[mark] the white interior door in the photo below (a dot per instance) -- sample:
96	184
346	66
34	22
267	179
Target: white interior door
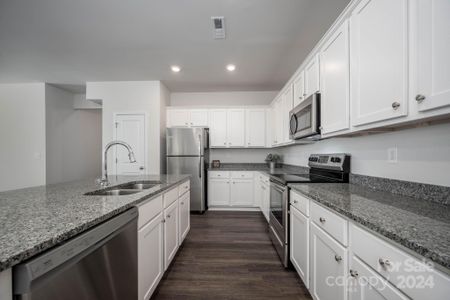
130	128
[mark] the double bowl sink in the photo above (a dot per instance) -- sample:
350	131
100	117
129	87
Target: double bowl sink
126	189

= = = = = = =

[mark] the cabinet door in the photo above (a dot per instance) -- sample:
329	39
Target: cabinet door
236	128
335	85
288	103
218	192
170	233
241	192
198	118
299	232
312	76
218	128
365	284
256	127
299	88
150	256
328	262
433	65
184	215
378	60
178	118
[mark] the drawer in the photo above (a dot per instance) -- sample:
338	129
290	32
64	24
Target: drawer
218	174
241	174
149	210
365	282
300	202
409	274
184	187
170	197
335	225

= = = = = = =

What is being asked: Pull out each line of the records above that contains the word "white", treating uppercase and lowercase letters as different.

Solution to this problem:
[mark] the white interior door in the photo below (a dot per instance) -- sample:
Target: white interior door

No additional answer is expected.